Facts about Trisomy

Facts about Trisomy

March is Trisomy Awareness Month. Many awareness months commemorate diseases the public is actually quite familiar with. Trisomy however, is a much less discussed medical concern. To commemorate this year’s theme of Trisomy Awareness Month,  “We are their Voice, They are our Heart,” we wanted to take a moment to share with you some basic facts you may not know about trisomy. 


What is trisomy? 


The majority of people have 23 pairs of chromosomes in most (if not all) of their cells. That is a total of 46 chromosomes. These chromosomes include unique DNA and other genetic material necessary to make up each individual. Some individuals have trisomy conditions. This means they have an extra chromosome in most or all of their cells, for a total of 47 chromosomes. 


What type of problems arise from trisomy? 


An extra chromosome can cause a variety of concerns ranging from mild intellectual and developmental disability, to severe physical problems. Rarely do trisomy conditions pass from one generation to the next. They are more likely  the result of a random error that occurs during cell division very early during development.


Trisomy can occur within any chromosome. The most well-known syndromes resulting are Trisomy 21 (Down Syndrome), Trisomy 18 (Edwards Syndrome) and Trisomy 13 (Patau Syndrome).


What are signs of trisomy during pregnancy?


Sometimes trisomies are diagnosed during pregnancy. These signs may include:


only one umbilical cord artery

too much amniotic fluid (polyhydramnios)

a smaller than expected placenta

an unusually inactive baby 

the baby measuring small

congenital defects such as cleft palate or heart irregularities picked up during ultrasound scans


How are trisomies diagnosed? 


During pregnancy the following tests may help your doctor discover a trisomy:


non-invasive prenatal testing (NIPT) 

maternal serum screening

ultrasound scans 

chorionic villus sampling



Although the news of your child having a trisomy may be difficult to accept, in many cases he or she can still live a fulfilling life. If you are in this position, talk to your CCMH Provider. He or she may recommend resources to help prepare you for this journey.

=== WORK INSTRUCTION A ===
Why do trisomy conditions rarely pass from one generation to the next, according to the trisomy fact page?
=== WORK INSTRUCTION B ===
Please update the part of the trisomy fact page that begins at the words "the baby measuring" and stops after "prenatal testing (NIPT)", changing "doctor" to "physician".

=== PROVIDED DATA ===

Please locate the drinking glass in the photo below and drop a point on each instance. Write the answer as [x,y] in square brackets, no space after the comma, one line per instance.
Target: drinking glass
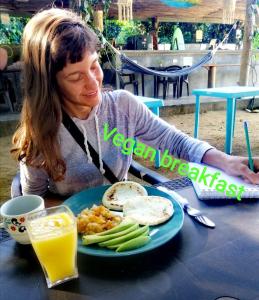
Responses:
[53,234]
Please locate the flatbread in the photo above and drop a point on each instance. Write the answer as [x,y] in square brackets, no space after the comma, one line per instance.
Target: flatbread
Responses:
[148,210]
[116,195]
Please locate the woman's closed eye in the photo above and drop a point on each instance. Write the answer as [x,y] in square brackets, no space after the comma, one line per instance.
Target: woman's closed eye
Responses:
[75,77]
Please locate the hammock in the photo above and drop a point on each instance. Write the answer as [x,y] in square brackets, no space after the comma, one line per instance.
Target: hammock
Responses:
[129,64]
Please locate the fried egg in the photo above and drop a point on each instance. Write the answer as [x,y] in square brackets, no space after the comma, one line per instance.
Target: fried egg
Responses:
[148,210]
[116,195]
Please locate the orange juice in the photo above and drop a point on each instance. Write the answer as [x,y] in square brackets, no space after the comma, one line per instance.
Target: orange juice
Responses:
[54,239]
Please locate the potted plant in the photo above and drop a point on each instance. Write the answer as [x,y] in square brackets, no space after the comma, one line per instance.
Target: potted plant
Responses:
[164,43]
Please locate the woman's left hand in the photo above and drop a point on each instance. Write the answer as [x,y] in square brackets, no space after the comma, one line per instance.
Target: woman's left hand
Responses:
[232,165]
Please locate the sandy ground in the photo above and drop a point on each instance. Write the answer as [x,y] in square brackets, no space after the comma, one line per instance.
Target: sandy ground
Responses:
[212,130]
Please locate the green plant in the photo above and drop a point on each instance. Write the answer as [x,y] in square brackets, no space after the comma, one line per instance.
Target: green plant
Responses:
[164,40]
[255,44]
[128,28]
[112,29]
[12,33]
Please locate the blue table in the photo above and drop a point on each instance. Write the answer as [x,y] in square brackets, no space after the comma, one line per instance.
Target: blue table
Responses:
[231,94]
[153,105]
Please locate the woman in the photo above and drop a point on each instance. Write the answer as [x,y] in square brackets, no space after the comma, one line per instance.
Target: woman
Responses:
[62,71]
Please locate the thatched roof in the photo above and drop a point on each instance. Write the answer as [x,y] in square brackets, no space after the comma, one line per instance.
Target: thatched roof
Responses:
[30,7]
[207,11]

=== WRITTEN RESPONSE A ===
They are more likely the result of a random error that happens during cell division very early in development.

=== WRITTEN RESPONSE B ===
the baby measuring small

congenital defects such as cleft palate or heart irregularities picked up during ultrasound scans


How are trisomies diagnosed? 


During pregnancy the following tests may help your physician discover a trisomy:


non-invasive prenatal testing (NIPT)